■ THE PROBLEM
Replace "dot" with "marker" throughout the items below and write every line out again, changing nothing else.

Named-object pointing items

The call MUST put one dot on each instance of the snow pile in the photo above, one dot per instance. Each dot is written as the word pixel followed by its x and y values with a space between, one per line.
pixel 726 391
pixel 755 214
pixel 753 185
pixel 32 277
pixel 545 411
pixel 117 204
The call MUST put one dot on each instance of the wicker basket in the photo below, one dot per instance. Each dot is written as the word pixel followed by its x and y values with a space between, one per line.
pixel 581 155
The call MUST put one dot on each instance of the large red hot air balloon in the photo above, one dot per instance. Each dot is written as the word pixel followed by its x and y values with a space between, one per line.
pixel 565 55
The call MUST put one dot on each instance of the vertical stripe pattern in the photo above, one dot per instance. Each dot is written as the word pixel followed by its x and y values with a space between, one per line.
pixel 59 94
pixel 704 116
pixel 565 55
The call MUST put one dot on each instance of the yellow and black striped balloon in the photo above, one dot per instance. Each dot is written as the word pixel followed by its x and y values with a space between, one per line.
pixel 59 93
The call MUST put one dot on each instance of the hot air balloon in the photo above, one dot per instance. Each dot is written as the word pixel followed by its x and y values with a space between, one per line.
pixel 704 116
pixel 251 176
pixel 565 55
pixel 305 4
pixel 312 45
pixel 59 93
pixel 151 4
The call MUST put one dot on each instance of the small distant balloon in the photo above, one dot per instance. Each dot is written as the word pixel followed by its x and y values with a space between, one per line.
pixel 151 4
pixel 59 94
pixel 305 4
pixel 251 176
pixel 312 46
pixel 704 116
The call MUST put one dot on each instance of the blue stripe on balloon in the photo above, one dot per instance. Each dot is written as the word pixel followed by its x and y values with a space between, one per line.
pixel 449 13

■ ANSWER TO THE EXERCISE
The call MUST put one marker on each instance of the snow pile in the photo above, one marker per instance. Each marker is written as the word pixel followed by its x and y values with a space between, one per line.
pixel 726 391
pixel 755 214
pixel 753 185
pixel 32 277
pixel 545 411
pixel 117 204
The call MUST put one marker on each instance of the wicker basket in the photo below, one marker per instance. Each marker is written as the word pixel followed by its x and y values with a space between, one per line.
pixel 581 155
The call MUST put one marker on each instance of the large red hot air balloon in the photo above, one marker per instance. Each marker is written as the word pixel followed by its x and y values with a space between, one per line.
pixel 565 55
The call MUST put one marker on each instance of the vertical stripe pattern in the photo above, one marker per instance. Each marker is written as the word pixel followed by its x and y values with a space between, one per line.
pixel 59 94
pixel 704 116
pixel 565 55
The call MUST put one marker on each instance of the yellow and black striped balloon in the photo above, one marker per instance. Each marker is written as the word pixel followed by its x and y values with a space between, one per line.
pixel 59 93
The call MUST put one marker on each instance of the hot air balloon in the photo above, one marker per instance. Each marker is written as the word pixel followed by its x and y values with a space between, one per line.
pixel 704 116
pixel 251 176
pixel 565 55
pixel 305 4
pixel 312 45
pixel 59 93
pixel 151 4
The call MUST put one marker on each instance of the small distant balloon in the photo above, one marker per instance. Each marker is written as the word pixel followed by its x and y values with a space between, one per line.
pixel 151 4
pixel 59 94
pixel 305 4
pixel 251 176
pixel 312 46
pixel 704 116
The call MUST put one marker on each instance of the blue stripe on balloon in the photo above, one marker per instance. Each marker is written as the word pixel followed by its x and y values with a space between, one per line.
pixel 449 13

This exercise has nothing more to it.